Data entries
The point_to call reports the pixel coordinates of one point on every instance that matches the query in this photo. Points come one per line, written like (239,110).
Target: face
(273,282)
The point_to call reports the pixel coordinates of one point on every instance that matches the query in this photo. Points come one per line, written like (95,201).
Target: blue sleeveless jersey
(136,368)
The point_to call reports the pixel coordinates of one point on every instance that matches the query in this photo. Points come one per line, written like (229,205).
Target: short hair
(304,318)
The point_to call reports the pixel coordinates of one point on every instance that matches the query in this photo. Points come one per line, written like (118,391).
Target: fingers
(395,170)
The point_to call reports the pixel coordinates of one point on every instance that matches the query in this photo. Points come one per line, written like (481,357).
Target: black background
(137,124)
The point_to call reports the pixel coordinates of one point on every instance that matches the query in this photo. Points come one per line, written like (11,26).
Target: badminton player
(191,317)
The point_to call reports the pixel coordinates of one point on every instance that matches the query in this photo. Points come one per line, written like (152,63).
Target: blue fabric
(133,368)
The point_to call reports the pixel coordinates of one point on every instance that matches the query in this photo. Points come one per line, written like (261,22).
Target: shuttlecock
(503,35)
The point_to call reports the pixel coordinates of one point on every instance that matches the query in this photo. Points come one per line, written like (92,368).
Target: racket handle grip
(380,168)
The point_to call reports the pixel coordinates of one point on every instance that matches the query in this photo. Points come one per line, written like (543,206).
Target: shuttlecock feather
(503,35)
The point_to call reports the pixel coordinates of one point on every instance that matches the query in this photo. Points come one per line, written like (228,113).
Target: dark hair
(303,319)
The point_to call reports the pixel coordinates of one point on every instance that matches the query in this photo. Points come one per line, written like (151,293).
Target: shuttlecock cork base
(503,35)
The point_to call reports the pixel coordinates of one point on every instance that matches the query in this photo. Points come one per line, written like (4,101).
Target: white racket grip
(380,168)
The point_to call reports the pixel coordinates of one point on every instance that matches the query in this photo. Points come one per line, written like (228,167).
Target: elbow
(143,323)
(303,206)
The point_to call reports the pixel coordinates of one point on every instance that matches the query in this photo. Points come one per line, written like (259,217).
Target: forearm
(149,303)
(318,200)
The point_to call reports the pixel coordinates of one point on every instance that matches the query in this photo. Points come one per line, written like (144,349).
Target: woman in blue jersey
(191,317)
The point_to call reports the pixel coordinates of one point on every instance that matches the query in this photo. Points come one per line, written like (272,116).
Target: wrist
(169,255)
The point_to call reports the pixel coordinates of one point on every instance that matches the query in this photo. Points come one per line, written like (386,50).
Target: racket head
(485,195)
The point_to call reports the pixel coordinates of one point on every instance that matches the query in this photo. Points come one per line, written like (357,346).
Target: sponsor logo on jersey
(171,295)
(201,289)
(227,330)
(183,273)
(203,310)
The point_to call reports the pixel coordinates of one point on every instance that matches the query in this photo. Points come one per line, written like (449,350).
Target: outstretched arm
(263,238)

TASK DIRECTIONS>
Each line from the one containing "written like (228,113)." through the last line of the entries above is to be returned exactly, and no others.

THE ANSWER>
The point_to call reports the pixel coordinates of one point on every instance that matches the query in this photo. Points come one per line, written like (228,113).
Target: dark hair
(303,319)
The point_to call reports the pixel coordinates of one point on every instance that matches the query in this photo. Points come one per line, written like (151,293).
Target: shuttlecock cork base
(503,35)
The point_to call reports the pixel coordinates of one point on every instance that matches the query in this photo. Points come one per line, written like (4,101).
Target: white racket grip
(380,168)
The point_to call reports the pixel coordinates of one point on every instance that matches the query in this photo. Points come one per line, written like (228,167).
Target: elbow
(143,323)
(303,206)
The point_to call reports the pixel coordinates of one point on every instance that matches the query in this photo. Points come one per line, written like (259,217).
Target: forearm
(149,303)
(318,200)
The point_to call reports the pixel coordinates of one point on every instance that matches the query in this photo. Points come one per line, written like (144,349).
Target: woman in blue jersey
(191,317)
The point_to call reports the pixel coordinates of one point on every instance that matches the query in this photo. Points come one per line, written like (272,116).
Target: wrist
(169,255)
The point_to call reports the pixel coordinates of one point on every instance that matches the query in this photo. Points come one per line, written like (386,50).
Target: racket head
(485,195)
The point_to call reports the pixel coordinates of one point on every instance that matches the query in this photo. Points come one per line, written like (357,346).
Target: sponsor logo on jersey
(171,295)
(201,289)
(227,330)
(183,273)
(203,310)
The point_to call reports the pixel coordinates of one point on every instance that matches the query in this photo. Points come one per line, written like (449,350).
Target: outstretched arm
(263,238)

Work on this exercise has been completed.